Text passage =>
______

# INtroduction to Bourbon and Whiskey - Help me figure out what to try



## Rowdymon (Dec 19, 2007)

Ok...I'm a gin and tonic, or a rum and coke man.


I've been doing some research, and think I've found a good bourbon to try...Buffalo Trace...

Suggestions here, I've never had either straight up.

What are some good starter Whiskey or Scotch brands?

Bourbon?

When they say adding water, how much are they really adding? a tablespoon?

I understand neat and the cube...

I'm headed down to the local Spec's Liquor tomorrow in preparation for the bday party my girl put together for me...so let me know if ya would


----------



## Poss253a (Oct 14, 2007)

Crown Royal or Gibbons ...both Rye Whiskeys...very smooth


----------



## Rowdymon (Dec 19, 2007)

Thanks Ted...

What about this whole water thing?


----------



## forgop-cl (May 7, 2007)

I've never been fond of bourbon, scotch, or whiskey. I had a bad experience with Jack Daniels years ago and didn't care for the taste when I sipped on my dad's Crown and coke when I was a teenager. I guess they seem to smell too much alike for me to get over it. Having read descriptions of a number of bourbons, they seem good, but I'm just not sure about it just yet. Maybe I'll have to give one a try sometime with a cigar.


----------



## Rowdymon (Dec 19, 2007)

That's alot of what I'm looking at too Duane.

I've honestly never been much of an alcohol drinker myself, but I'm hearing of these great pairings of this cigar with a whiskey, that one with a scotch and another with bourbon.

______

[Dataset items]
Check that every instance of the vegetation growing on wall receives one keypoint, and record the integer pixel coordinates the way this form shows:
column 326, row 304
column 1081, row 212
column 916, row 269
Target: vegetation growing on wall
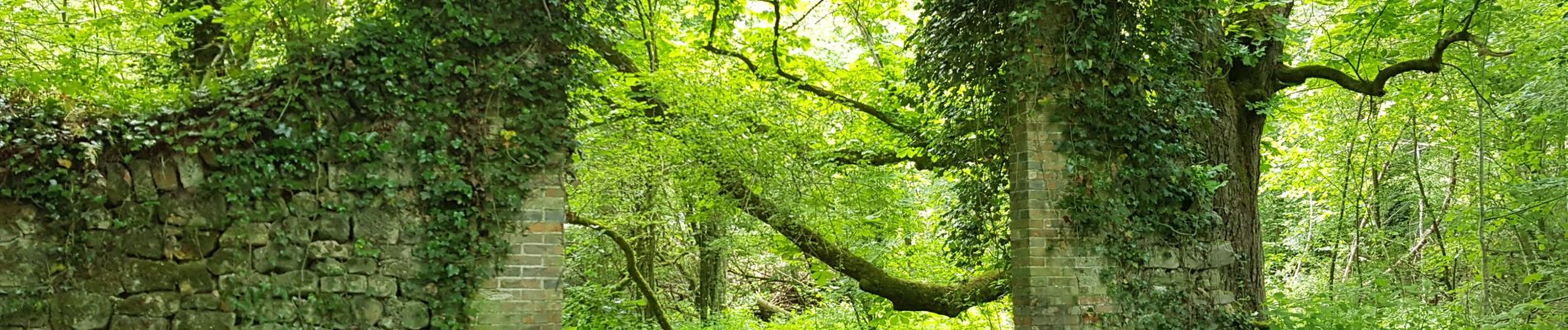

______

Exercise instructions =>
a) Answer these about the forum thread:
(i) Which bourbon did Rowdymon settle on trying after doing some research?
(ii) What two brands does Poss253a recommend?
(iii) Which whiskey did forgop-cl have a bad experience with years ago?
b) Rewrite the dataset items, swapping "vegetation growing on wall" for "plants growing on the wall" and keeping everything else unchanged. Don't include the pictures in your answer.

Answers =>
a)
(i) Buffalo Trace
(ii) Crown Royal and Gibbons
(iii) Jack Daniels

b)
Check that every instance of the plants growing on the wall receives one keypoint, and record the integer pixel coordinates the way this form shows:
column 326, row 304
column 1081, row 212
column 916, row 269
Target: plants growing on the wall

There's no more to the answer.